REQUIREMENT ▸
Answer these about the forum post on a Python set that can return a random element:
(a) Which version of Python is the object needed for?
(b) What running time does the post give for `random.sample(mySet, 1)`?
(c) What two attributes does the `__init__` method of `randomSet` create, and what starting value does each get?

GrantS GrantS - 1 month ago 22
Python Question

Python set with the ability to pop a random element

I am in need of a Python (2.7) object that functions like a set (fast insertion, deletion, and membership checking) but has the ability to return a random value. Previous questions asked on stackoverflow have answers that are things like:

import random
random.sample(mySet, 1)


But this is quite slow for large sets (it runs in O(n) time).

Other solutions aren't random enough (they depend on the internal representation of python sets, which produces some results which are very non-random):

for e in mySet:
break
# e is now an element from mySet


I coded my own rudimentary class which has constant time lookup, deletion, and random values.

class randomSet:
def __init__(self):
self.dict = {}
self.list = []

def add(self, item):
if item not in self.dict:
self.dict[item] = len(self.list)
self.list.append(item)

def addIterable(self, item):
for a in item:
self.add(a)

def delete(self, item):
if item in self.dict:
index = self.dict[item]
if index == len(self.list)-1:
del self.dict[self.list[index]]
del self.list[index]
else:
self.list[index] = self.list.pop()

INFORMATION SUPPLIED ▸
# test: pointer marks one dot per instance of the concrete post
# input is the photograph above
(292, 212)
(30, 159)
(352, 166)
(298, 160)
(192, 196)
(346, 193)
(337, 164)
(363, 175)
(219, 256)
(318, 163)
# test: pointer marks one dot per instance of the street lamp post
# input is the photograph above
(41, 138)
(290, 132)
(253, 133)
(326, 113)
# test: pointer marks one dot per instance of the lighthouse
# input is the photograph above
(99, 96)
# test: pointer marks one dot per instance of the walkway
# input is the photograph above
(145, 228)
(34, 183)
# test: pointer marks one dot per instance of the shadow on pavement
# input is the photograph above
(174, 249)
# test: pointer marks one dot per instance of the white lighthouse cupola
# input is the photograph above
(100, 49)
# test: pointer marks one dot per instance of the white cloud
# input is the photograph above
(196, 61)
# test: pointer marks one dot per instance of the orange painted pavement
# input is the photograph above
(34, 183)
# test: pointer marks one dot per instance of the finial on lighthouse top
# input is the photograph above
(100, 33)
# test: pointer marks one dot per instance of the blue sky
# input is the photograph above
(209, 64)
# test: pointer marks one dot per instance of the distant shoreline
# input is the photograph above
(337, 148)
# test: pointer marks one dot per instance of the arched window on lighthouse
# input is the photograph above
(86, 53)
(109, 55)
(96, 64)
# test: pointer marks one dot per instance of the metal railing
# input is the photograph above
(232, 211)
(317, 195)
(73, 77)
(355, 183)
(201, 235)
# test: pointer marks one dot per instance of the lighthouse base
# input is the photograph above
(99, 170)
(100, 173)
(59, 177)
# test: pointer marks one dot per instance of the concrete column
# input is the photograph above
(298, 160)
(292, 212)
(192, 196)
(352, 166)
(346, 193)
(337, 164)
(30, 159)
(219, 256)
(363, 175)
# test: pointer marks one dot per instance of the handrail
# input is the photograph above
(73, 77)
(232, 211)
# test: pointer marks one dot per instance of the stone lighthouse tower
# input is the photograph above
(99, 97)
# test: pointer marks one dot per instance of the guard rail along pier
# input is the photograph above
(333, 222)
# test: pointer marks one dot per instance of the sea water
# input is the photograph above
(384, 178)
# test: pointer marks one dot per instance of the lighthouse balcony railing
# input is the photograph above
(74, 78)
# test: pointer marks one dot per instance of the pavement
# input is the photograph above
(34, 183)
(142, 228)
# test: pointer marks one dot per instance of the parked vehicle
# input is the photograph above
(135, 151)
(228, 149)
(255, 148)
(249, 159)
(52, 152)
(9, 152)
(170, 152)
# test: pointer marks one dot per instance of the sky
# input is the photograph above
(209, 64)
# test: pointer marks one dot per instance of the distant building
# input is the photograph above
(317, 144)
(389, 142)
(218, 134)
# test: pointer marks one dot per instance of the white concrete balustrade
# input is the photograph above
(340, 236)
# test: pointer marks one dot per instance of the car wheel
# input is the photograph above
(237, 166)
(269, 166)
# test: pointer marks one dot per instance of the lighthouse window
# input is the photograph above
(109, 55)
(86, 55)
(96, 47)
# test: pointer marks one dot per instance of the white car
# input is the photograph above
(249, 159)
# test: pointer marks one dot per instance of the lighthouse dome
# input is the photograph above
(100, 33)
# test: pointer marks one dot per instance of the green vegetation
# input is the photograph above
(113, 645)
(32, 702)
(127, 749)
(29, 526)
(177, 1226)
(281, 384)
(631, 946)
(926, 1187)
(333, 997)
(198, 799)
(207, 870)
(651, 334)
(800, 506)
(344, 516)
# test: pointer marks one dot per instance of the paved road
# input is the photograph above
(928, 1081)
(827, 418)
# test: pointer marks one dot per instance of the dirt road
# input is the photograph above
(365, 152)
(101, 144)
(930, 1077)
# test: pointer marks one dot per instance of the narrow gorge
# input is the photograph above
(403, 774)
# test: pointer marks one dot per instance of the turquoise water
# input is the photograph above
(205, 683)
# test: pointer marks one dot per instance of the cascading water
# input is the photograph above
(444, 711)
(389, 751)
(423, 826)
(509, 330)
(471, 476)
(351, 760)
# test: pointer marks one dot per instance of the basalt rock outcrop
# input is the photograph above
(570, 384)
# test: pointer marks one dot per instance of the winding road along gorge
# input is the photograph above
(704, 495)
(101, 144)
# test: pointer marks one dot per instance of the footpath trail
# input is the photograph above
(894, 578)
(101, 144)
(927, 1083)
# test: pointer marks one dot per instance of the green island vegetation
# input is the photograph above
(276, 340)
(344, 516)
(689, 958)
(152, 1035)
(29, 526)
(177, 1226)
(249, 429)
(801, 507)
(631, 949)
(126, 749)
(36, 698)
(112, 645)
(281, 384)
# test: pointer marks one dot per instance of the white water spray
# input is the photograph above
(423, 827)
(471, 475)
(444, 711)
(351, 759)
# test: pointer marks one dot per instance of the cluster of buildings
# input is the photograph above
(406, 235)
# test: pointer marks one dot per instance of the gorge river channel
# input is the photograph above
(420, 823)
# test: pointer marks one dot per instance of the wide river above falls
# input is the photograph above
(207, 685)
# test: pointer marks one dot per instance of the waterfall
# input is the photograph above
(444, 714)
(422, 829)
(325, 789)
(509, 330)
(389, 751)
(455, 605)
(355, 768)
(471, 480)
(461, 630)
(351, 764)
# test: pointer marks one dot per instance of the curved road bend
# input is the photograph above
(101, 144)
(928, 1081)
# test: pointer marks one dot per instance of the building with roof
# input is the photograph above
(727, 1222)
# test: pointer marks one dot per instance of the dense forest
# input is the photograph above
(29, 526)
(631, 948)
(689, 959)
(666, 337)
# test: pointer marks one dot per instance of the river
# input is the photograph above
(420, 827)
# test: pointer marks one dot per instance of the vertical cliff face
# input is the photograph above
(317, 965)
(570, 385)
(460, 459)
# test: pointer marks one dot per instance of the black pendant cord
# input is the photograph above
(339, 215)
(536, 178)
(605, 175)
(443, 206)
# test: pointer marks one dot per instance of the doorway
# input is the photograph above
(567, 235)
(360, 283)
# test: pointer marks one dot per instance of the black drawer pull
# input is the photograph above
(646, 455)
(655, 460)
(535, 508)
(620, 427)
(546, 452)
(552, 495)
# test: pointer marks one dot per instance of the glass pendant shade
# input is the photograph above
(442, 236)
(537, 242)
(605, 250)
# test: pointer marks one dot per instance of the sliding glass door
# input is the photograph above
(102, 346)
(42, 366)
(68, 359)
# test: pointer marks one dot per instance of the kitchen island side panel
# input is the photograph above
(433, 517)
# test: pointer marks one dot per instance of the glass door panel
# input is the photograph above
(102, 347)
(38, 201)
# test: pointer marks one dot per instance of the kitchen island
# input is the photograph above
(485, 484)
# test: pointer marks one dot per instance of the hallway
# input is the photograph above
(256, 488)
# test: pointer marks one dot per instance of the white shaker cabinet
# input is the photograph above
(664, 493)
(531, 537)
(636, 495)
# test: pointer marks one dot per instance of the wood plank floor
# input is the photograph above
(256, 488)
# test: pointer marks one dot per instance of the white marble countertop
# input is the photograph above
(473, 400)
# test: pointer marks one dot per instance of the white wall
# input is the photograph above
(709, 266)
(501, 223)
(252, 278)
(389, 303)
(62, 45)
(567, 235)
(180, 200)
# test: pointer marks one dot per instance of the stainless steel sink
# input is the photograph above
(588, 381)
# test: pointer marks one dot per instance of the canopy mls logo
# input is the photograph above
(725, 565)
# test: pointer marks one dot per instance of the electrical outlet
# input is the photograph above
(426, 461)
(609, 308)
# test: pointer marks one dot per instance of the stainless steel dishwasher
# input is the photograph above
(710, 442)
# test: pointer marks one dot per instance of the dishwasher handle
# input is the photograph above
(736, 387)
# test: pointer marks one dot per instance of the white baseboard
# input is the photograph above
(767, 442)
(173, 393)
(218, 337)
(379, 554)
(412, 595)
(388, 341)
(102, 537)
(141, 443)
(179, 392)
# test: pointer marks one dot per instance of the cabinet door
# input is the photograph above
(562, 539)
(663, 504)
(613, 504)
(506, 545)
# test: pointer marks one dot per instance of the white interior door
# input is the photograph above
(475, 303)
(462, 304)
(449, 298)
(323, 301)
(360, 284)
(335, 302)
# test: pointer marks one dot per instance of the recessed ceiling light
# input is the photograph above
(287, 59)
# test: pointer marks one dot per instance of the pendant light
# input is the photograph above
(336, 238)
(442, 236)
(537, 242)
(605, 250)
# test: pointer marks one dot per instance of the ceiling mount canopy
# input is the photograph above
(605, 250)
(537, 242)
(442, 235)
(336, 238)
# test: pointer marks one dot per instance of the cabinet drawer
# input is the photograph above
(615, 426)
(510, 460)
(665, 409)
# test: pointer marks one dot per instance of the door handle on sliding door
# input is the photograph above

THE ANSWER ▸
(a) Python 2.7.
(b) O(n) time.
(c) `self.dict`, set to an empty dictionary (`{}`), and `self.list`, set to an empty list (`[]`).